• Short problem: Rescale the answer coordinates in all of the material below. Rewrite every line, multiplying each x and y value in the answers by 0.8 and rounding to a whole number with halves rounded up. Leave the sample formats and the rest of the text unchanged, and omit the pictures.
====
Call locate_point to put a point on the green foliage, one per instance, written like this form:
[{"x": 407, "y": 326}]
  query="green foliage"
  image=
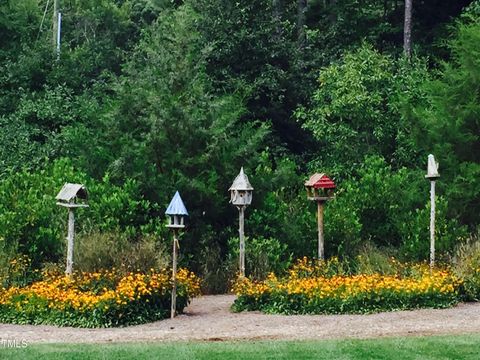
[
  {"x": 97, "y": 251},
  {"x": 448, "y": 123},
  {"x": 31, "y": 223},
  {"x": 262, "y": 255},
  {"x": 466, "y": 265},
  {"x": 356, "y": 110},
  {"x": 101, "y": 299},
  {"x": 324, "y": 288},
  {"x": 390, "y": 209}
]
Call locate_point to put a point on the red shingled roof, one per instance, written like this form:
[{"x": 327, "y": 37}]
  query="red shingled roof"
[{"x": 320, "y": 181}]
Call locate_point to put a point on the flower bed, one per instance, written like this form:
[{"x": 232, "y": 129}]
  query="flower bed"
[
  {"x": 102, "y": 299},
  {"x": 309, "y": 289}
]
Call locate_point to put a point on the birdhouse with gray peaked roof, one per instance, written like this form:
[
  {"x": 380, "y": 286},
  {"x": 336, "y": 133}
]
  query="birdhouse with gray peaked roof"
[
  {"x": 176, "y": 212},
  {"x": 432, "y": 168},
  {"x": 319, "y": 187},
  {"x": 72, "y": 196},
  {"x": 241, "y": 191}
]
====
• Expected output:
Call locate_point to put a point on the green foliage, one per instance, written like this form:
[{"x": 407, "y": 326}]
  query="green foliage"
  image=
[
  {"x": 78, "y": 201},
  {"x": 358, "y": 98},
  {"x": 25, "y": 178},
  {"x": 210, "y": 204},
  {"x": 373, "y": 212},
  {"x": 285, "y": 88},
  {"x": 81, "y": 239},
  {"x": 259, "y": 230},
  {"x": 312, "y": 167}
]
Call locate_point to put a point on the red shingled roof, one per instance, written like this form:
[{"x": 327, "y": 37}]
  query="red shingled roof"
[{"x": 256, "y": 145}]
Call locate_point to put a point on the flower bed, one per instance, written like this form:
[{"x": 232, "y": 129}]
  query="flower bed"
[
  {"x": 82, "y": 239},
  {"x": 247, "y": 231}
]
Call locate_point to put a point on the birdhouse with gray peaked roof, one per instance, written like this form:
[
  {"x": 380, "y": 286},
  {"x": 336, "y": 133}
]
  query="birdhouse with gray peaked roof"
[
  {"x": 141, "y": 170},
  {"x": 346, "y": 134},
  {"x": 255, "y": 150},
  {"x": 58, "y": 157},
  {"x": 193, "y": 153}
]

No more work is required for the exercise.